Provided entries –

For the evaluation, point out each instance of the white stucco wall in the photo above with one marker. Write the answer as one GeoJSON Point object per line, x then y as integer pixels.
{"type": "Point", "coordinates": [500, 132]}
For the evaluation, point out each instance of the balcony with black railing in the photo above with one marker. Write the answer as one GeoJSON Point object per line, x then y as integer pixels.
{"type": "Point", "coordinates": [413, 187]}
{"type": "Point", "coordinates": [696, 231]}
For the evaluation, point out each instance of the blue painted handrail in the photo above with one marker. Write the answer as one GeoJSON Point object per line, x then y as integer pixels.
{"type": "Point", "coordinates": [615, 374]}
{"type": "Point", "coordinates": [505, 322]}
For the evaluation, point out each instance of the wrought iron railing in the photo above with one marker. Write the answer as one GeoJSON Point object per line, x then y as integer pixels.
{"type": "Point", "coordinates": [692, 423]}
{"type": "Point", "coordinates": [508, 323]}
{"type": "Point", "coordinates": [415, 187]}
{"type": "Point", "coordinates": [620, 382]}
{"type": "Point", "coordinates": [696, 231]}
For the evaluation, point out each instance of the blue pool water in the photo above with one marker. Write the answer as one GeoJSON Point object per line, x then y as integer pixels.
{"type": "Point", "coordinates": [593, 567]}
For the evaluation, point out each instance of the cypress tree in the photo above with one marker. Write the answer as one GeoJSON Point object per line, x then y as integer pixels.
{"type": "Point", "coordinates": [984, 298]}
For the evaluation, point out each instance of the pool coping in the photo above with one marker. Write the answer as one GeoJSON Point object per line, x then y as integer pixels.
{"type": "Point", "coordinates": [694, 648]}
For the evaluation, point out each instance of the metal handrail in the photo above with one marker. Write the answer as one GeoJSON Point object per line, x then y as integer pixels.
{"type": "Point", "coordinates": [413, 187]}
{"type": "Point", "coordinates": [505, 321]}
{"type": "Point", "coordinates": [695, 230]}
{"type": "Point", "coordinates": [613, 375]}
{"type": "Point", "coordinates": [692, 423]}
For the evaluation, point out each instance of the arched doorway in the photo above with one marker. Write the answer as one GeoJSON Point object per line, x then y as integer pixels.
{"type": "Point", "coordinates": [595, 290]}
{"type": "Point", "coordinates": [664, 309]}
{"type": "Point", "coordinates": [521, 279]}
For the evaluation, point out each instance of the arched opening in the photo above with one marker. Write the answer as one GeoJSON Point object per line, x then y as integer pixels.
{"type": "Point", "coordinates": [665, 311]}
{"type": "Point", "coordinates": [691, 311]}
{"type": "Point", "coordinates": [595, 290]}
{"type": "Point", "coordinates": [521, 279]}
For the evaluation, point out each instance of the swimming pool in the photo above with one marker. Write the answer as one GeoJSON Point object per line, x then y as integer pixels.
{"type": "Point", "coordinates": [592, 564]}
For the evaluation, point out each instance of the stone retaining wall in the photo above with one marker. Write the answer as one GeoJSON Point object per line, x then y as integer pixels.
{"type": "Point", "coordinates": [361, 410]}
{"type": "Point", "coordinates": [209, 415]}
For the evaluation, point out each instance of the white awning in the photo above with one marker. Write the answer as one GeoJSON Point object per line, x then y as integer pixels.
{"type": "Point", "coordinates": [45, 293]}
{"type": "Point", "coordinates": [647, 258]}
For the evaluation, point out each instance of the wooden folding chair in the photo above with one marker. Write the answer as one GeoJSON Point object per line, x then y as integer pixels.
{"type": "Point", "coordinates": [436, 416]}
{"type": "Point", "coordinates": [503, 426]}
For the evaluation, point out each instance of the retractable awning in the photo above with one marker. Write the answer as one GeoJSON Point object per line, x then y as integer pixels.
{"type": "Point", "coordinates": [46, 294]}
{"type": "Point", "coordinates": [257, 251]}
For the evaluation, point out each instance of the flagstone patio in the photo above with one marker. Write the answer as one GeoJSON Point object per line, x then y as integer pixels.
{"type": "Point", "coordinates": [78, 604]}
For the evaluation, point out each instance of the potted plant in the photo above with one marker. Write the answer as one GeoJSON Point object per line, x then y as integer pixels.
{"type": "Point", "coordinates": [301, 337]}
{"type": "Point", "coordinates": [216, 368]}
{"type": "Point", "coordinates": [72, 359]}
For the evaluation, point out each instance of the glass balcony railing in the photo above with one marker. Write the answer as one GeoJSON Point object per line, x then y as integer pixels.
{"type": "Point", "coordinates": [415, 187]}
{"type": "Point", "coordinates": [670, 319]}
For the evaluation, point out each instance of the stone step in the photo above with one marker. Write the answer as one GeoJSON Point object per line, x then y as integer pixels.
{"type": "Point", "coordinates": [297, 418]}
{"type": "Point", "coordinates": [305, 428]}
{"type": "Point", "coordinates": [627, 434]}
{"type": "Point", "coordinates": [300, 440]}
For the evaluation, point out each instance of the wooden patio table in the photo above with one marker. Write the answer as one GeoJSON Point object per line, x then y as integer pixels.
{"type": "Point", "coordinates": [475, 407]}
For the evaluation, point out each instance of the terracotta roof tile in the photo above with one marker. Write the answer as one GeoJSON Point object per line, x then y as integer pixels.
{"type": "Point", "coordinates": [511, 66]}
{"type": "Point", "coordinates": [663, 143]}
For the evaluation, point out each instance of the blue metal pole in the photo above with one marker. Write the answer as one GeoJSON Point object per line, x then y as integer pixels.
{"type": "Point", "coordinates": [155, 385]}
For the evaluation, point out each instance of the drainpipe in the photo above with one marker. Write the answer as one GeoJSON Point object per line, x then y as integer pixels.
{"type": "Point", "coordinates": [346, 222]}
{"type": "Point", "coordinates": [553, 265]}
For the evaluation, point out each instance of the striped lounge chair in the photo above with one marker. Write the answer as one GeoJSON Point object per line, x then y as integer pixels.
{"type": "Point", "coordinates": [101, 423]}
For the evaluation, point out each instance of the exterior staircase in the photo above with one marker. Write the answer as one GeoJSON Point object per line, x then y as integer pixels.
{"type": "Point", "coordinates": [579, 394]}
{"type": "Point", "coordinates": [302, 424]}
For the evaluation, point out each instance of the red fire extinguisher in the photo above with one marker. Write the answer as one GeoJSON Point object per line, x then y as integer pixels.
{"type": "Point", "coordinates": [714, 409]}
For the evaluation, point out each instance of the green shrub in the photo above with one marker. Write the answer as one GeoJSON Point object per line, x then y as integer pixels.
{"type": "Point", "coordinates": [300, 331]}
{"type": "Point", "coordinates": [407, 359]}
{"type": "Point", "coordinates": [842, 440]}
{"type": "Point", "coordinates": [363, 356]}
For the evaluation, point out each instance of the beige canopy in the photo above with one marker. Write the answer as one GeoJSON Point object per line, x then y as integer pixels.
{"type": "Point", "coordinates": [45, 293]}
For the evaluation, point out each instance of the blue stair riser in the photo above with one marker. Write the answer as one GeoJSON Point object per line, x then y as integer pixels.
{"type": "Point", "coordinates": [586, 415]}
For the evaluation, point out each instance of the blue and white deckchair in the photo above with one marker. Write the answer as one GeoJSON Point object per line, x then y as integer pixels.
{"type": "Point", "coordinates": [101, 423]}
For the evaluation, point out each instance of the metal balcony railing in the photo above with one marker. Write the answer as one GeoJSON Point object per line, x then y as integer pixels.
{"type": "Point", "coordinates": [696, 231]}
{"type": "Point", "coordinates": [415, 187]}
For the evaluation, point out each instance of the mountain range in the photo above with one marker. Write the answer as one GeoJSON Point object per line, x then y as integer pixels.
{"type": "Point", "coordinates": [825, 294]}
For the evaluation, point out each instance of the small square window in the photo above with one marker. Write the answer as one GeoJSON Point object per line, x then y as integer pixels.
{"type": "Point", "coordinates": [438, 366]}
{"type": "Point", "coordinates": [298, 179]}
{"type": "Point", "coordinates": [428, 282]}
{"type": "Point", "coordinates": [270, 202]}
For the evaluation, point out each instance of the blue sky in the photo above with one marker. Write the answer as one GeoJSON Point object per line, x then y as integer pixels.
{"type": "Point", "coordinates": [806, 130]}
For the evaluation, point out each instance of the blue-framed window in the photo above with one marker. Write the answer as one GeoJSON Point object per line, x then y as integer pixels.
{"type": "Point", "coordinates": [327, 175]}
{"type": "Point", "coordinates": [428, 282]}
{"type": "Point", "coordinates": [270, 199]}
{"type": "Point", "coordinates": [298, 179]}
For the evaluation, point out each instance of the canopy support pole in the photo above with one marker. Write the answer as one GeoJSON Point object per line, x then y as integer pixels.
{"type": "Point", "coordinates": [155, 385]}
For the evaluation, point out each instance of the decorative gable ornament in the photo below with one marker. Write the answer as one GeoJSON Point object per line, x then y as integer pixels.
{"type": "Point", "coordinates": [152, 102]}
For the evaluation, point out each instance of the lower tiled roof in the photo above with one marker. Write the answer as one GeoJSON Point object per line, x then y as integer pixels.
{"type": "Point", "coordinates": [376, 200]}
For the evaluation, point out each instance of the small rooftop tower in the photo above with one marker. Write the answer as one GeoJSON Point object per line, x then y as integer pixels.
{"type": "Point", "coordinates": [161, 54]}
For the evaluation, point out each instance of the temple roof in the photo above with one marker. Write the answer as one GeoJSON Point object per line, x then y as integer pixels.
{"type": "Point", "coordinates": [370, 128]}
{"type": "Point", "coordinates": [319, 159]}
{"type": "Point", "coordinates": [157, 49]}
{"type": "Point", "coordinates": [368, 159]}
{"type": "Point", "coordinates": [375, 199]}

Problem to solve – Copy the entries above word for word, from the line containing "For the evaluation, point out each instance of the blue-framed" through the last line of the entries, with both ends included.

Written response –
For the evaluation, point out each instance of the blue-framed window in the photo above with one marker. Write the answer as one GeoJSON Point object per line, x then y as integer pixels.
{"type": "Point", "coordinates": [327, 175]}
{"type": "Point", "coordinates": [428, 282]}
{"type": "Point", "coordinates": [270, 199]}
{"type": "Point", "coordinates": [298, 179]}
For the evaluation, point out each instance of the canopy support pole in the photo above with one marker. Write the answer as one GeoJSON Point object per line, x then y as integer pixels.
{"type": "Point", "coordinates": [155, 385]}
For the evaluation, point out each instance of the decorative gable ornament in the photo below with one marker. Write the answer as one GeoJSON Point object per line, x then y as integer pixels.
{"type": "Point", "coordinates": [152, 102]}
For the evaluation, point out each instance of the lower tiled roof in the photo above with one marker. Write the answer as one GeoJSON Point object per line, x then y as integer pixels.
{"type": "Point", "coordinates": [376, 200]}
For the evaluation, point out each instance of the small rooftop tower in the photo above with one marker. Write the answer as one GeoJSON Point object per line, x then y as integer pixels.
{"type": "Point", "coordinates": [161, 54]}
For the evaluation, point out each instance of the temple roof in the photo above with one marker. Write the answer as one GeoJSON Point object per line, x then y as integer pixels.
{"type": "Point", "coordinates": [370, 128]}
{"type": "Point", "coordinates": [319, 159]}
{"type": "Point", "coordinates": [157, 49]}
{"type": "Point", "coordinates": [368, 159]}
{"type": "Point", "coordinates": [375, 199]}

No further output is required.